Enunciado del problema:
Escribe la continuación de la columna «Cuando sea grande», sobre una suegra de 80 años y la manera de vivir la vejez, a partir de su última oración.
==== Fragmento proporcionado
Juventud Rebelde - Diario de la Juventud Cubana

Cuando sea grande

Autor:

Mileyda Menéndez Dávila

«¿Y tú no tienes una hermana?» le ha preguntado mucha gente a mi esposo cuando lo ve a cargo de su mamá, operada de cataratas hace dos meses en Santa Clara. Al principio se mortificaba con la indirecta, pero luego decidió tomarlo con espíritu conciliador, y para hacerle ver a esas personas su error de juicio cuando lo tildan de «bueno, maravilloso, generoso» o cualquier otro epíteto magnificador, responde sonriente que solo es un hombre funcional, tanto en su rol de hijo como en el de padre y marido, no por falta de opciones, sino porque le nace, porque así lo educó esa mujer cuyo proceso de recuperación está acompañando ahora.

Mi suegra tiene 80 años, y sin visos de guataconería, siempre digo que cuando crezca quiero ser como ella: trabajó mientras se sintió útil, cocina a diario lo que le gusta y le conviene, se viste como si fuera a recibir visitas, mantiene la casa linda para sus propios ojos, ve novelas sin anclarse al televisor, ejercita su cuerpo, conserva una sana curiosidad por lo que no conoce, da consejos sin comprarse problemas, escribe textos tiernos en su perfil de Facebook, ríe con las ocurrencias de sus dos vástagos ya adultos, celebra niños, gatos y perros sin nostalgias y goza su soledad como cualquier compañía.

Ella acepta su vejez y la disfruta sin cerrar los ojos. Ese es su secreto para ser feliz. Le saca la lengua a los espejos y camina como en una pasarela, porque la vida es un vals y es un lujo bailarlo hasta el último acorde.

Ojala todos nuestros viejos eligieran esa actitud. Los de sangre y los que amamos por transición. Incluso ese «viejo» interior que te espera a la vuelta de unos años y juzga desde tu conciencia si le estás preparando la llegada de la mejor manera posible, o si gastaste toda la energía en trabajo y pachanga, no queriendo pensar en ese instante inevitable de cederle el batón, quién sabe con qué saldo de salud y dignidad.
========
==== Sección de datos
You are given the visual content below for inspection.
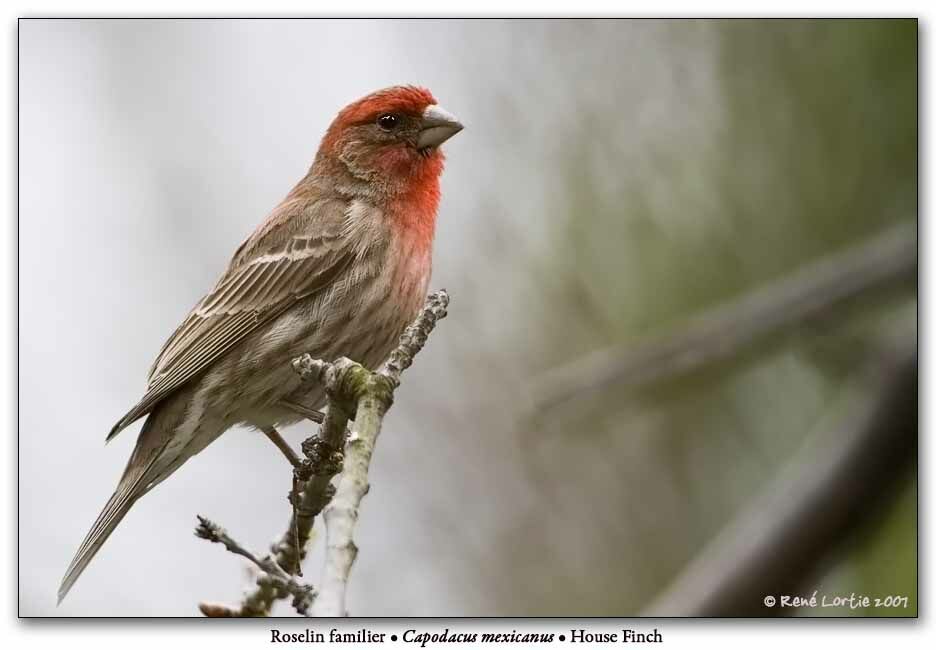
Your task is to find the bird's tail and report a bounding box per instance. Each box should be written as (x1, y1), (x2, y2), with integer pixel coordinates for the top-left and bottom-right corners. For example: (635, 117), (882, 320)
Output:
(58, 417), (159, 603)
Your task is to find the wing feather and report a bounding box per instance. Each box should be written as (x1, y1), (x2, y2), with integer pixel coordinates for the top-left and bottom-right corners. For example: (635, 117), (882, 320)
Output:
(107, 197), (354, 440)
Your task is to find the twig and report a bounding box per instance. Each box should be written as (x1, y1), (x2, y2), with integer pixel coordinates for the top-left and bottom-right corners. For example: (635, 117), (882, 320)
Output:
(305, 291), (449, 616)
(195, 515), (316, 617)
(532, 224), (917, 418)
(643, 341), (917, 616)
(196, 291), (449, 617)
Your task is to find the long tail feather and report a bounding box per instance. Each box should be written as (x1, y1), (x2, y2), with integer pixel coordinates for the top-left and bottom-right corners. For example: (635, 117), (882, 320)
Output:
(58, 422), (161, 604)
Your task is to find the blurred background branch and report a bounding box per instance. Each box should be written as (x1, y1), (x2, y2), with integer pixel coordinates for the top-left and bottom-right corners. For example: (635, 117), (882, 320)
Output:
(643, 340), (917, 617)
(532, 224), (917, 418)
(25, 19), (919, 617)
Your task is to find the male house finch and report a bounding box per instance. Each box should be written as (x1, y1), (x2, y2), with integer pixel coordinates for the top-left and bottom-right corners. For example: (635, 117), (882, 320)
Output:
(58, 86), (462, 602)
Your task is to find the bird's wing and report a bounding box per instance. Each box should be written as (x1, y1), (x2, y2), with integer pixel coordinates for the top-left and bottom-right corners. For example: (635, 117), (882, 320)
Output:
========
Resultado de la tarea:
¿Qué sentido tiene negar la cercanía de esa etapa en la que dejaremos de ser locomotoras y pasaremos a ocupar un vagón en el tren de la vida de alguien más? La única manera de no hacerlo es morir joven, y no creo que sea una meta.

Si ya sabes que un día tu prole (o algún sucedáneo), pondrá pausa en su propio viaje para cuidar el final del tuyo, ¿no es amoroso y práctico facilitarles la tarea y organizar tu añosidad como una inversión de fondo fijo desde que aún puedes tomar las mejores decisiones?

Se siembra el árbol para gozar del fruto. ¿No es lógico entonces concebir un hogar apto para una vejez pacífica y nutritiva, más acompañada que sufrida por quienes vienen detrás, pagando con salud lo que no hiciste por la tuya? 

Ser viejo es una trampa, dice mi padre, de 82 años, quien ha elegido aferrarse a proyectos pendientes en lugar de cerrar círculos y disfrutar el tiempo que le queda con mayor armonía a su alrededor. «Tu madre quiere darme órdenes», dice a cada rato, y yo me río de sus cosas (a veces con desesperación) porque ella lo ve igual a él, pero ninguno quiere mirarse el ombligo con honestidad.

En lo que sí coinciden al cien por ciento es en secar el pozo de sus fuerzas por «cuidarme», como si a sus ojos yo fuera aún una chiquilla frágil, atolondrada y con muchos sueños acumulándose bajo el balcón.

¿Cómo hacerles entender que el mejor modo de velar por mi bienestar es preservar el suyo? ¿Cómo sortear sus devaneos con la comida, su negativa a visitar al médico, su reticencia a poner todos los papeles en regla ahora, a tono con su voluntad y las necesidades familiares comunes?

El nuevo Código de las Familias explicita sus derechos a elegir, tanto como el mío a protegerlos, pero lograr el punto de equilibrio exige mucho de amor y sentido común, además de entrenarnos como sociedad para cambiar miradas y tabúes sobre algo tan natural como el ocaso de la vida.

El mío, el de mi esposo, puede que tarde aún, pero ya decidimos prepararlo amorosamente, como dos jóvenes que arman una canastilla para el bebé soñado.

Nuestra fuente de inspiración, ya la conocen: hoy anda restrenando ojos frente a varias pantallas, y muy dispuesta a «devolverme» al hombre funcional que tanto extrañamos en casa.